## WHAT THE EXERCISE ASKS
Only an exact copy of the records below will serve as the answer.

## GIVEN RECORDS
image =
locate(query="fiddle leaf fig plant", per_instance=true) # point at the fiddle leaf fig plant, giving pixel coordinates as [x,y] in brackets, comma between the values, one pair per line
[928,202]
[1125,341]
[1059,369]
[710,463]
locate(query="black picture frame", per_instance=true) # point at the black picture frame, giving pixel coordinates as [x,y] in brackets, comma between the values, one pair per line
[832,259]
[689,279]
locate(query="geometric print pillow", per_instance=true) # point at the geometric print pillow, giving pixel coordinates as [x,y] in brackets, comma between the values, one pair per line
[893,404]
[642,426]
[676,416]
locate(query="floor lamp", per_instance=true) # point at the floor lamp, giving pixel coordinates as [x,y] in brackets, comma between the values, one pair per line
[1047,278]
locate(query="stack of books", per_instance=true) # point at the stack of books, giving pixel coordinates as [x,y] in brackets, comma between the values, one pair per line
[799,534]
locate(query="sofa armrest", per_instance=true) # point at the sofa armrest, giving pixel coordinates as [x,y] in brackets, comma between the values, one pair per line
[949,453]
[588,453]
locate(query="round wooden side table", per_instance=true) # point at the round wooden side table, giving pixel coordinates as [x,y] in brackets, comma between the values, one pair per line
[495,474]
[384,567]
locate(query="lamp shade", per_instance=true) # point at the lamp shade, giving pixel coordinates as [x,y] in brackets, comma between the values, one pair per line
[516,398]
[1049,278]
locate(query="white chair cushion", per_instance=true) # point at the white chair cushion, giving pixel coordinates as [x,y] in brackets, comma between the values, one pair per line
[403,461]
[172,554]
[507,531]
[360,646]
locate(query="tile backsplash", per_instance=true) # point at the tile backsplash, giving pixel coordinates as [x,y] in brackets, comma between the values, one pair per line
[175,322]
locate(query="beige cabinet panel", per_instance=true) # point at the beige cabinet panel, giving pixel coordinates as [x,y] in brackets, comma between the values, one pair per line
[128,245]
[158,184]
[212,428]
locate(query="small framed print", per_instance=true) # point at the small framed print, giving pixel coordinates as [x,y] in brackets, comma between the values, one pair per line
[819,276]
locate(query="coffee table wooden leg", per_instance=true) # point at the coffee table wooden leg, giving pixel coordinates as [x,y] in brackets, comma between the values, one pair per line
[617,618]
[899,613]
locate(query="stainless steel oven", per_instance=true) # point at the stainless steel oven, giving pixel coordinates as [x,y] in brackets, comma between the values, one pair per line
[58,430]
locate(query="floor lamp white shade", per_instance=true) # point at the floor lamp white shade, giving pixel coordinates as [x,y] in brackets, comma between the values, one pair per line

## TASK RESPONSE
image =
locate(query="fiddle leaf fig plant", per_instance=true) # point at the fiddle leaf fig plant, giving pixel coordinates as [x,y] in brackets, comma between the values, one pair per line
[928,202]
[1125,341]
[1059,369]
[710,463]
locate(query="black picture frame", per_instance=true) # point at the black picture frame, giving pixel coordinates as [x,y] in brackets, comma between the values, one pair per line
[832,259]
[689,279]
locate(query="geometric print pillow", per_instance=true) # point at the geometric print pillow, giving pixel coordinates as [x,y] in brackets, comma between the values, one pair per line
[893,404]
[642,426]
[676,416]
locate(query="floor lamp", per_instance=true) # point at the floor lamp, giving pixel coordinates as [x,y] in brackets, comma between the values, one pair per line
[1047,278]
locate(query="stack of books", per_instance=true) # point at the stack of books, giving pixel coordinates as [x,y] in brackets, comma between the values, one pair per line
[799,534]
locate(query="sofa armrest", per_instance=true) # point at the sofa armrest, giving pixel coordinates as [x,y] in brackets, comma between the values, one pair per line
[949,453]
[588,453]
locate(query="round wooden side table", per_instance=true) # point at the round wooden side table, giving pixel coordinates as [x,y] in brackets, comma between the values, one pair per line
[495,474]
[384,567]
locate(query="lamp shade", per_instance=true) # point at the lamp shade, giving pixel coordinates as [x,y] in brackets, comma between the values, one pair per line
[516,398]
[1049,278]
locate(query="white chair cushion", per_instance=true) # point at the white chair cushion, giving pixel coordinates as [x,y] in brackets, comma between the values, one pair per line
[403,461]
[172,554]
[507,531]
[360,646]
locate(query="tile backsplash", per_instance=true) # point at the tile backsplash, giving pixel coordinates as [x,y] in brackets, comma between the values, one pair per line
[175,322]
locate(query="beige cabinet panel", per_instance=true) # point at the beige cabinet panel, giving pixel coordinates as [x,y] in brackets, comma between the values, one pair per line
[128,245]
[158,184]
[212,428]
locate(query="small framed print", per_instance=true) # point at the small framed print, giving pixel coordinates as [x,y] in brackets, comma between the values, one pair per line
[819,276]
locate(query="coffee table wooden leg", per_instance=true) # point at the coffee table wooden leg, giving pixel coordinates as [x,y] in brackets, comma between the values, one pair per line
[617,618]
[899,613]
locate(query="stainless steel oven", per_instance=true) # point at the stainless steel oven, giving pixel coordinates as [x,y] in brackets, comma between the values, one pair per line
[58,430]
locate(query="floor lamp white shade", per_instance=true) # point at the floor lamp white shade, giving pixel coordinates as [x,y] in brackets, comma between the values, one pair per line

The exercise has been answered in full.